(ページ本文)
さらに、前記実施形態より把握できる技術的思想について以下に記載する。
【0050】
・ 前記ヘッダーピースは合成樹脂により構成されていることを特徴とする請求項1から請求項6のいずれか1項に記載のヘッダー。このように構成した場合、合成樹脂製のヘッダーについて、請求項1から請求項6のいずれかに係る発明の効果を有効に発揮させることができる。
【0051】
・ 前記凹状連結部の先端側内周面にはテーパ状のガイド面が形成されると共に、凸状連結部の基端側外周面には前記ガイド面に対応する傾斜面が形成されていることを特徴とする請求項5又は請求項6に記載のヘッダー。このように構成した場合、請求項5又は請求項6に係る発明の効果に加えて、凸状連結部を凹状連結部に嵌合させるときにCリングを円滑に縮径させて収容溝に収容することができる。
【0052】
・ 前記凸状連結部及び凹状連結部の外周面には環状係合溝が形成されると共に、補強リングの両端には係合突条が形成され、補強リングの一方の係合突条が凸状連結部の環状係合溝に係合し、他方の係合突条が凹状連結部の環状係合溝に係合するように構成されていることを特徴とする請求項1に記載のヘッダー。このように構成した場合、請求項1に係る発明の効果に加えて、補強リングを嵌合連結部の位置に保持することができる。
【図面の簡単な説明】
【0053】
【図1】実施形態におけるヘッダーを示す断面図。
【図2】実施形態のヘッダーを示す正面図。
【図3】第3ヘッダーピースを示す断面図。
【図4】第2ヘッダーピースを示す断面図。
【図5】(a)は補強リングを示す断面図、(b)は補強リングを示す側面図。
【図6】(a)〜(d)はヘッダーピースの凸状連結部を凹状連結部に嵌入する場合の作用を説明するための断面図。
【図7】本発明における凸状連結部と凹状連結部の連結構造の別例を示す嵌合連結部の断面図。
【図8】本発明における補強リングの別例を示す嵌合連結部の断面図。
【図9】本発明における補強リングの凸状連結部に対する係合の別例を示す嵌合連結部の断面図。
【図10】本発明における補強リング及びその凸状連結部に対する係合の別例を示す嵌合連結部の断面図。
【符号の説明】
【0054】
10…ヘッダー、11…第1ヘッダーピース、12…第2ヘッダーピース、13…第3ヘッダーピース、17…凸状連結部、18…凹状連結部、19…嵌合連結部、20…係止突部、21…補強リング、22…係合突条、23…環状溝、27…環状係合溝、28…Cリング、29…収容溝、30…切欠き溝。

(課題一覧)
**1)** ヘッダーに関する文書によれば、凹状連結部の先端側内周面にテーパ状のガイド面を形成し、凸状連結部の基端側外周面にそれに対応する傾斜面を形成するのはなぜですか。1～3文で説明してください。
**2)** ヘッダーに関する文書中の次の一文を英語に訳してください。「このように構成した場合、請求項1に係る発明の効果に加えて、補強リングを嵌合連結部の位置に保持することができる。」

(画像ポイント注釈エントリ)
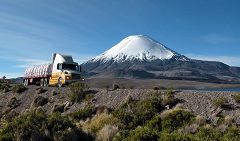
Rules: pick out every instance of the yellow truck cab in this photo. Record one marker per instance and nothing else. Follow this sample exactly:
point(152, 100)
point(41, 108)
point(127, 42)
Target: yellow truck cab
point(62, 70)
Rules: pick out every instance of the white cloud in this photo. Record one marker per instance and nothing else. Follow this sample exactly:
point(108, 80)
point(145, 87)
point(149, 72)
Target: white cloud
point(10, 75)
point(24, 63)
point(219, 39)
point(229, 60)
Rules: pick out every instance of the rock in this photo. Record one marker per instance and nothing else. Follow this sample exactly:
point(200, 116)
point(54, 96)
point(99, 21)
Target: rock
point(40, 90)
point(58, 108)
point(102, 109)
point(13, 103)
point(39, 101)
point(10, 115)
point(66, 106)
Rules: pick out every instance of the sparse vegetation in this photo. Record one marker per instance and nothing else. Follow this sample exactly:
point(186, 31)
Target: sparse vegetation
point(19, 88)
point(236, 98)
point(219, 102)
point(77, 91)
point(115, 86)
point(36, 125)
point(4, 87)
point(144, 119)
point(54, 92)
point(40, 90)
point(82, 114)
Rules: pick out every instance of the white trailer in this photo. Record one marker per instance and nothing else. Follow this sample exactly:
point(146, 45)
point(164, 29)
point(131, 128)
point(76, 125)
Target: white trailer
point(60, 71)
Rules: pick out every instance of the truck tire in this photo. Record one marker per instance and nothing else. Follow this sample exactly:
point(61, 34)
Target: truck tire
point(25, 83)
point(41, 82)
point(60, 82)
point(45, 82)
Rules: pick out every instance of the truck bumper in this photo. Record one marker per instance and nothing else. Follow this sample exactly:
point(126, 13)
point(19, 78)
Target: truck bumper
point(74, 80)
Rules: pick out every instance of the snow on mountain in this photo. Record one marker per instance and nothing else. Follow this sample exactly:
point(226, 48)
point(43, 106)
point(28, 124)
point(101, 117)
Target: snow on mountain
point(138, 47)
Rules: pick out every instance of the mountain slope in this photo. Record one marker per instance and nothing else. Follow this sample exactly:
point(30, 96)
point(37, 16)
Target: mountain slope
point(142, 57)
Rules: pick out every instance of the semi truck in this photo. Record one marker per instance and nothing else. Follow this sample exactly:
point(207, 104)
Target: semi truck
point(60, 71)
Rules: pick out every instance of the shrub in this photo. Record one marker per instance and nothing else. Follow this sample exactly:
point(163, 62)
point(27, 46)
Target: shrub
point(200, 120)
point(219, 102)
point(156, 88)
point(142, 134)
point(77, 91)
point(40, 90)
point(236, 98)
point(18, 88)
point(23, 127)
point(82, 114)
point(228, 120)
point(232, 134)
point(99, 121)
point(107, 133)
point(190, 129)
point(36, 125)
point(168, 97)
point(54, 92)
point(155, 123)
point(175, 119)
point(115, 86)
point(5, 87)
point(207, 133)
point(135, 113)
point(175, 137)
point(13, 103)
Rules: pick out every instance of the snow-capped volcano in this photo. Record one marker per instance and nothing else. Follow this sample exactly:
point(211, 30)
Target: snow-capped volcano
point(137, 47)
point(140, 56)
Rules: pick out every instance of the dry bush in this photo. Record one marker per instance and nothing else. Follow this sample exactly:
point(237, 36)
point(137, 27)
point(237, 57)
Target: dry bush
point(200, 120)
point(179, 106)
point(236, 98)
point(222, 128)
point(99, 121)
point(167, 112)
point(107, 133)
point(191, 129)
point(219, 102)
point(228, 120)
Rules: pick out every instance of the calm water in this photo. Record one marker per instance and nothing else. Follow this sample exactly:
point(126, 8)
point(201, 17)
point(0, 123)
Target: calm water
point(216, 89)
point(223, 89)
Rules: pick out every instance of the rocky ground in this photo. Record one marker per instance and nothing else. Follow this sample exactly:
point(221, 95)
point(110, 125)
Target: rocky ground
point(56, 99)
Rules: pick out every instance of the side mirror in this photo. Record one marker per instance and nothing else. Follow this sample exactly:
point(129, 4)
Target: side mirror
point(80, 68)
point(59, 66)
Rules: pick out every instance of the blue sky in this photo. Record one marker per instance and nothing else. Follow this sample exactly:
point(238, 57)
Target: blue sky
point(31, 30)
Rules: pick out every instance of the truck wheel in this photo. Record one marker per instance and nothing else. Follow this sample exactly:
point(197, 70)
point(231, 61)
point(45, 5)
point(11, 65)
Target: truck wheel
point(60, 82)
point(41, 82)
point(25, 82)
point(45, 82)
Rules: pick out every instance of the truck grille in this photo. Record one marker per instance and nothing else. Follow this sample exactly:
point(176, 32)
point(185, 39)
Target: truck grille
point(76, 76)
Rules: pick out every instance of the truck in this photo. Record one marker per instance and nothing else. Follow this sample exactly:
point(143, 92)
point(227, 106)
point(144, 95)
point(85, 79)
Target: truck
point(61, 71)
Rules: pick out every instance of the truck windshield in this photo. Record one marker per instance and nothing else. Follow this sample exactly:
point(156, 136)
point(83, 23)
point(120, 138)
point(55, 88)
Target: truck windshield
point(69, 67)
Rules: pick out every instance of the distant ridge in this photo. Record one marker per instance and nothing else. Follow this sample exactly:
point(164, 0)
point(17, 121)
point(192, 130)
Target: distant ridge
point(140, 56)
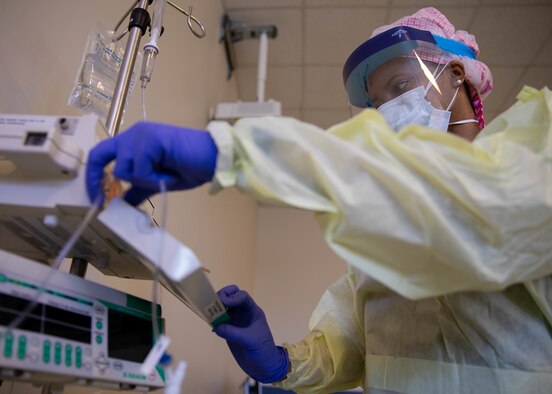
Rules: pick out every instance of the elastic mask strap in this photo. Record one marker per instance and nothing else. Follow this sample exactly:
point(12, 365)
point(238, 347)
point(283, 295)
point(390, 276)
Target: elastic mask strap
point(464, 121)
point(453, 98)
point(436, 74)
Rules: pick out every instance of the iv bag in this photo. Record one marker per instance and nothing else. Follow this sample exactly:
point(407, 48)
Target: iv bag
point(98, 72)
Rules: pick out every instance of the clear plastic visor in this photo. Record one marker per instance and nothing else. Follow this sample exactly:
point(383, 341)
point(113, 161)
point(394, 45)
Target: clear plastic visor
point(410, 71)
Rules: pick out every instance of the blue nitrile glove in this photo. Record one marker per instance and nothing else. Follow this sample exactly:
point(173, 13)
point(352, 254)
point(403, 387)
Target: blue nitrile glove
point(149, 152)
point(249, 337)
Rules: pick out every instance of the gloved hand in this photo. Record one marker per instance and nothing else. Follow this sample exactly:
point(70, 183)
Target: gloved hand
point(249, 337)
point(149, 152)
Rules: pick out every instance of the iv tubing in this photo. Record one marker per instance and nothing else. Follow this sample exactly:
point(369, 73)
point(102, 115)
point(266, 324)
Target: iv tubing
point(55, 267)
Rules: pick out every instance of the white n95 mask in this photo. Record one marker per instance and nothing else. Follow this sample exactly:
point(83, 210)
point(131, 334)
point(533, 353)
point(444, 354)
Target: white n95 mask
point(413, 108)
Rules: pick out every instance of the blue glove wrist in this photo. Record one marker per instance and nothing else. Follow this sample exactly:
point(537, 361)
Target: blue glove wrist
point(249, 338)
point(281, 370)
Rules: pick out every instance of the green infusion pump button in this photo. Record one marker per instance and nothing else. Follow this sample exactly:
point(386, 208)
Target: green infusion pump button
point(68, 355)
point(46, 352)
point(22, 348)
point(57, 353)
point(78, 357)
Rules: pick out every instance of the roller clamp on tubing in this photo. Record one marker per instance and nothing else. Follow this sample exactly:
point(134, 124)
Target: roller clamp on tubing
point(139, 17)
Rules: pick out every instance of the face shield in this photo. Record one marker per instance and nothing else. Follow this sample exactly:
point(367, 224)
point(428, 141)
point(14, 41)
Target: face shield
point(405, 74)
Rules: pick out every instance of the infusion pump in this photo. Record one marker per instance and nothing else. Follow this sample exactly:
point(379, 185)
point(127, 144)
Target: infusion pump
point(79, 332)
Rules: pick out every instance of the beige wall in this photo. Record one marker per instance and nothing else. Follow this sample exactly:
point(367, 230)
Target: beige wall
point(294, 267)
point(41, 44)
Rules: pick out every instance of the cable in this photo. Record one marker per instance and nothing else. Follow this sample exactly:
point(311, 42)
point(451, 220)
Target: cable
point(157, 271)
point(55, 266)
point(144, 103)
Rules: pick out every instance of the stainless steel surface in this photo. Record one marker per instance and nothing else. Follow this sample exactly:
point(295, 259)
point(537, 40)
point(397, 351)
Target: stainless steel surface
point(114, 118)
point(78, 267)
point(190, 19)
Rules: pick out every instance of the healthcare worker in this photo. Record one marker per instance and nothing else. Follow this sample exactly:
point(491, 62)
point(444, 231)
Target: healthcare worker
point(448, 241)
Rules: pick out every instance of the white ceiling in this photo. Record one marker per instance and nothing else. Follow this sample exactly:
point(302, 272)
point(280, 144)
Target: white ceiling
point(316, 36)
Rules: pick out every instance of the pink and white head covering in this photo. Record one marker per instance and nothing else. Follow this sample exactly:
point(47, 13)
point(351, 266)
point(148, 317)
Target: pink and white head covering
point(478, 75)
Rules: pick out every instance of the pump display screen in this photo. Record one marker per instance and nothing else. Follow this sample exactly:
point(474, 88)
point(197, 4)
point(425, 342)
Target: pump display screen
point(46, 319)
point(129, 338)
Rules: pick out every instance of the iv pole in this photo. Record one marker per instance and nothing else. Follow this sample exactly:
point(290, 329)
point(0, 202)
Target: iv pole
point(138, 23)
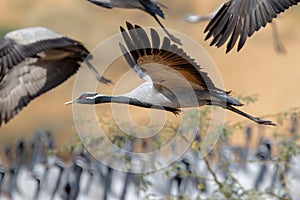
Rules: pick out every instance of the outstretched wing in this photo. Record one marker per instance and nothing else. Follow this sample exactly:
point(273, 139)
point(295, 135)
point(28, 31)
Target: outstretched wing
point(241, 18)
point(31, 78)
point(157, 59)
point(13, 51)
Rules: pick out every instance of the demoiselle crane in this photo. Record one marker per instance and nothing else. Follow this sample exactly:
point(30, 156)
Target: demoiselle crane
point(157, 65)
point(150, 6)
point(33, 61)
point(241, 18)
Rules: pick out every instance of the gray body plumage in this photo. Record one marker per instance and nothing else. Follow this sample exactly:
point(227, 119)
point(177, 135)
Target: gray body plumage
point(173, 79)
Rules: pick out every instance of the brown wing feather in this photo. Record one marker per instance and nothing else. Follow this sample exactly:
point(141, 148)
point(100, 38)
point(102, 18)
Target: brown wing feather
point(168, 55)
point(241, 18)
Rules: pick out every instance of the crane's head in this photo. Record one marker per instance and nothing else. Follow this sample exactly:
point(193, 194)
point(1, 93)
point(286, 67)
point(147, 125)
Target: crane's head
point(85, 98)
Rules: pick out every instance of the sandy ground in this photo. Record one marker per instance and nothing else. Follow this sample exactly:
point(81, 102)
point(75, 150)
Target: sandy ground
point(257, 69)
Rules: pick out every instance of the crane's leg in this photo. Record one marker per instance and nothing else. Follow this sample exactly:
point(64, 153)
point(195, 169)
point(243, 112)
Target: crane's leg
point(255, 119)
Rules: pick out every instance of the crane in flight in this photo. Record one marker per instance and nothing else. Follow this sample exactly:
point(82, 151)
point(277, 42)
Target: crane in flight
point(172, 78)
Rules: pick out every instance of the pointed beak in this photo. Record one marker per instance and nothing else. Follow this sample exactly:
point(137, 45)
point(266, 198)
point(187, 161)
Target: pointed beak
point(70, 102)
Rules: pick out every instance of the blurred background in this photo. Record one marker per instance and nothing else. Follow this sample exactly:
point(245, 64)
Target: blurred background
point(257, 69)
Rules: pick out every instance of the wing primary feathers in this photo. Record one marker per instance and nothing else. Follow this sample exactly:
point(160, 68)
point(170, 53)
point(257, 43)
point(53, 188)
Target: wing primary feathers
point(241, 18)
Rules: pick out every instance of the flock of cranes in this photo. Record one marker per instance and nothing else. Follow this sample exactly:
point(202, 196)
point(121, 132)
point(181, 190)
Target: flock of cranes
point(35, 60)
point(32, 174)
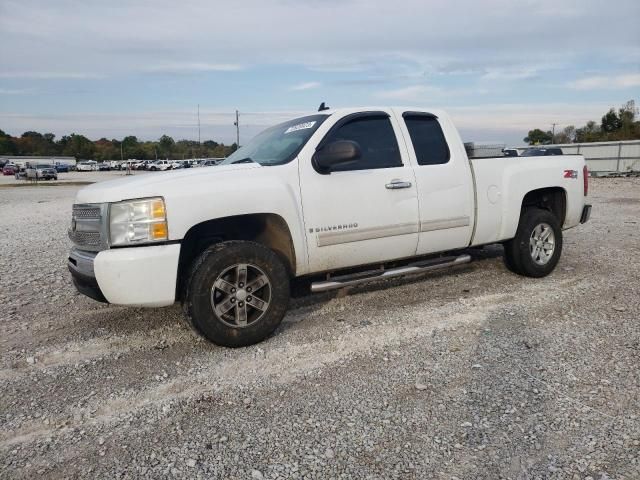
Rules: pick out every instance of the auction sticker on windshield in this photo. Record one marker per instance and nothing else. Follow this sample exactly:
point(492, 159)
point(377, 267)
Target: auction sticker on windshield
point(300, 126)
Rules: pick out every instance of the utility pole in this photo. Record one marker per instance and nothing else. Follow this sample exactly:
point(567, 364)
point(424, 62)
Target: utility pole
point(198, 129)
point(237, 124)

(解答一覧)
**1)** 凸状連結部を凹状連結部に嵌合させる際に、Cリングを円滑に縮径させて収容溝に収容できるようにするためです。これは、請求項5又は請求項6に係る発明の効果に加えて得られる効果とされています。

**2)** When configured in this way, in addition to the effects of the invention according to claim 1, the reinforcing ring can be held at the position of the fitting connection portion.